Selection:
......
Desjardins Securities analyst Benoit Poirier thinks short-term weakness should not scare investors away from Canadian railway companies, expecting both Canadian National Railway Co. (CNR-T) and Canadian Pacific Kansas City Ltd. (CP-T) to offer “significant value-creation opportunities with limited downside.”

“We expect both railroads to hit their respective investor day targets despite our weaker estimates for 2023 and 2024. However, we see limited immediate upside for shorter-term investors ahead of the quarter,” said Mr. Poirier.

In a research report titled All the switches will have to be aligned to meet 2023 guidance, Mr. Poirier trimmed his third-quarter estimates for both companies with volumes continuing to contract and seeing a “significant intermodal rebound unlikely in 2024 as [a] melting pot of headwinds continues to exercise pressure.”

“We have adjusted our numbers to reflect the RTM [revenue ton mile] contraction in 3Q of 4.7 per cent for CN and 3.3 per cent for CPKC,” he said. “The notable drivers of the volume reduction in the quarter were: (1) weakness in intermodal (carloads down 22.6 per cent at CN and 9.0 per cent at CPKC); (2) pressure in forest products; (3) wildfires on CN’s network; (4) shuttering of CPKC customer Canpotex’s fertilizer export terminal; and (5) the Canadian West Coast port strike (both rails are now mostly caught up on the backlogged boxes but did lose out on some volume as several ships were diverted to U.S. ports; CPKC management expects this to create an $80-million revenue headwind for 3Q). Intermodal softness is not specific to the Canadian rails, but is an issue across the continent as U.S. intermodal carloads were also down 5.4 per cent in 3Q. Weakness in Canadian port TEU volumes experienced by the rails is not surprising as port volumes were trending down in the double digits year-over-year even before the strike. The inventory-to-sales ratio signals whether inventories are growing faster than sales and remains elevated at 1.39 (latest reading from June.”
......
Collected material:
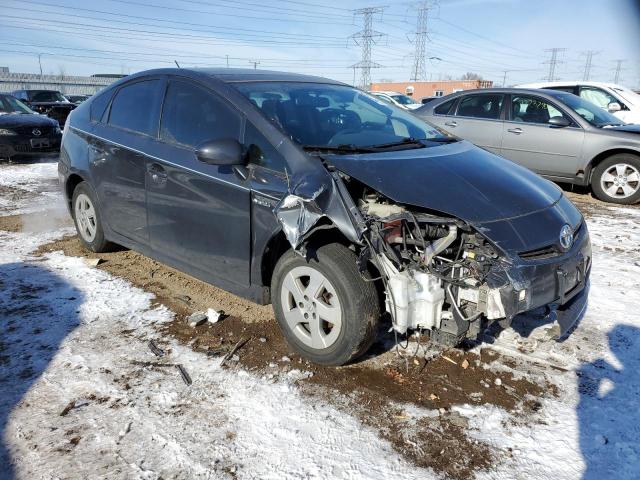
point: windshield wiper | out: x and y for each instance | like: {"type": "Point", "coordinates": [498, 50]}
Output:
{"type": "Point", "coordinates": [345, 148]}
......
Stated goal A: Decide whether each statement agrees with the railway excerpt, answering yes or no and quoting the deciding words: (i) Mr. Poirier expects both railroads to reach their investor day targets; (ii) the third-quarter RTM contraction was larger for CPKC than for CN; (iii) U.S. intermodal carloads rose in 3Q.
Stated goal B: Reproduce word for word the passage of the railway excerpt that opens with the words containing "Desjardins Securities analyst" and closes with "said Mr. Poirier.".

Full output A:
(i) Yes: "We expect both railroads to hit their respective investor day targets"
(ii) No: "4.7 per cent for CN and 3.3 per cent for CPKC"
(iii) No: "U.S. intermodal carloads were also down 5.4 per cent in 3Q"

Full output B:
Desjardins Securities analyst Benoit Poirier thinks short-term weakness should not scare investors away from Canadian railway companies, expecting both Canadian National Railway Co. (CNR-T) and Canadian Pacific Kansas City Ltd. (CP-T) to offer “significant value-creation opportunities with limited downside.”

“We expect both railroads to hit their respective investor day targets despite our weaker estimates for 2023 and 2024. However, we see limited immediate upside for shorter-term investors ahead of the quarter,” said Mr. Poirier.